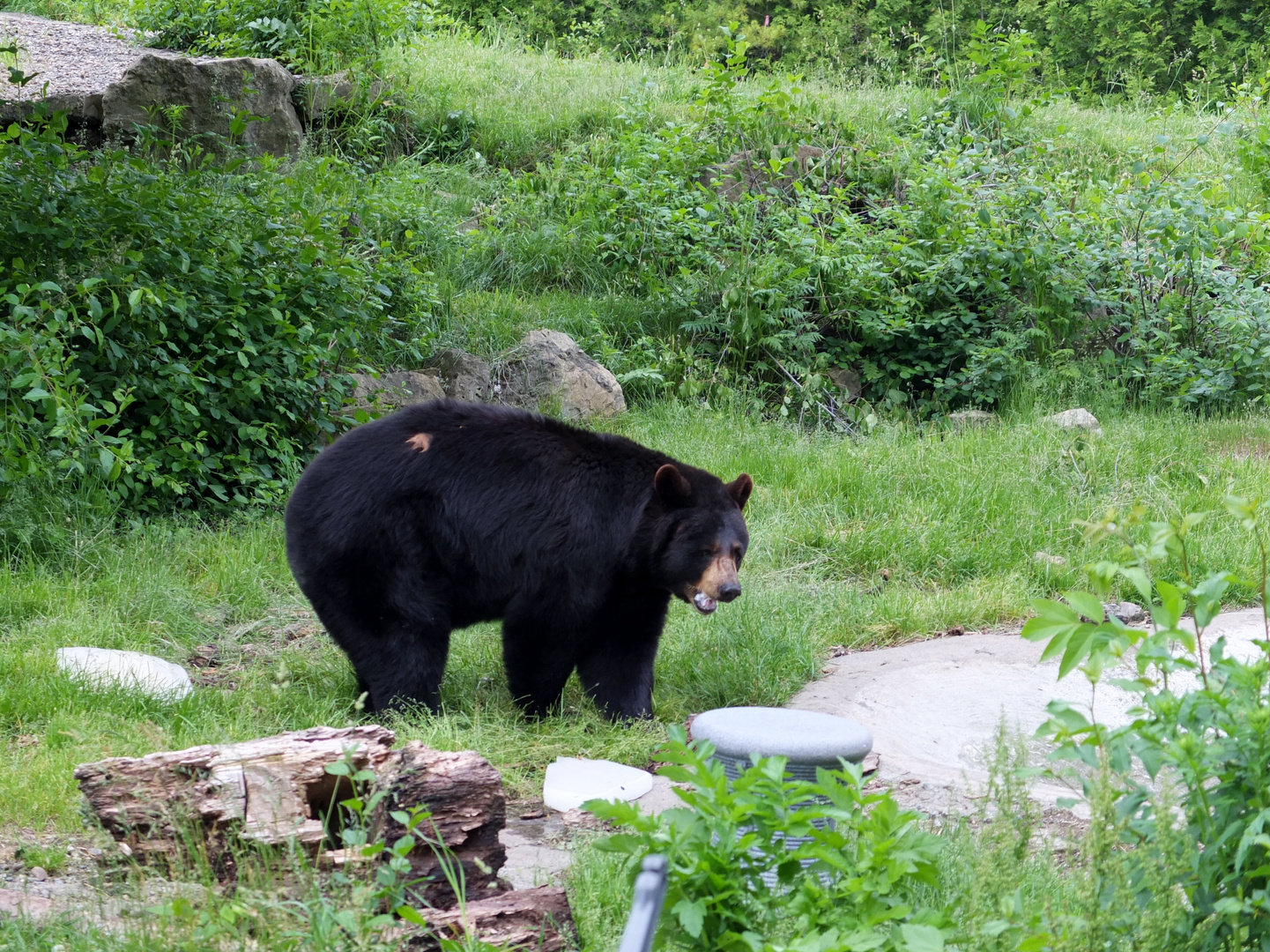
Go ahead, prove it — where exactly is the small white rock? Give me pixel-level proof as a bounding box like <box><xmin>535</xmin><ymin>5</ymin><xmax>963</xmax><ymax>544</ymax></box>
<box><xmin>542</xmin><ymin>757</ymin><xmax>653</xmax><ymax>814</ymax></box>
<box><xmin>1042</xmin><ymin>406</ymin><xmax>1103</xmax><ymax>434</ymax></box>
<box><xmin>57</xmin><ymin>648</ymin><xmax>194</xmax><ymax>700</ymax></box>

==

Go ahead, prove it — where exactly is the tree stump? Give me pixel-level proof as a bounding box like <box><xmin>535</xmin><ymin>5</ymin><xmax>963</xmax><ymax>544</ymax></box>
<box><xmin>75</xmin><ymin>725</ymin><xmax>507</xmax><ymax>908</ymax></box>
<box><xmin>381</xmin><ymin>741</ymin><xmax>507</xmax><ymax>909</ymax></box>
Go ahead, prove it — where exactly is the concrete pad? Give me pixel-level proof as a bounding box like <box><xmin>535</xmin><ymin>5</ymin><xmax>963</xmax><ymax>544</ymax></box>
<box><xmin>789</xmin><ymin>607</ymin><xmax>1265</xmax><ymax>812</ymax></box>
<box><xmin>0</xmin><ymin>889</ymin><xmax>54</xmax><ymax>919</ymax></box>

--

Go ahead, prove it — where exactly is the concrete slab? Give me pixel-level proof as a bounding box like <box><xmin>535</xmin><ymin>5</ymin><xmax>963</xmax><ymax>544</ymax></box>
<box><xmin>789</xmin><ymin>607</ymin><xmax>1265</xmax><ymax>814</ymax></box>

### Your goal
Filter the listing above and copy each line that contains the word "bounding".

### Answer for this exercise
Go ahead, prove it — where exactly is the small white rock? Give me pixel-level proof as a bounding box like <box><xmin>535</xmin><ymin>5</ymin><xmax>963</xmax><ymax>544</ymax></box>
Go ahead, prove it — where exactly is the tree stump? Give me pixel-level proof as a bounding box like <box><xmin>535</xmin><ymin>5</ymin><xmax>963</xmax><ymax>544</ymax></box>
Go ahead, prove it — where exactly is the concrete pad? Give me pixel-level proof as a bounding box like <box><xmin>535</xmin><ymin>5</ymin><xmax>963</xmax><ymax>544</ymax></box>
Go ahead, prove it — where exactly is the concrete slab? Give me pixel-level proof as a bounding box like <box><xmin>535</xmin><ymin>5</ymin><xmax>963</xmax><ymax>544</ymax></box>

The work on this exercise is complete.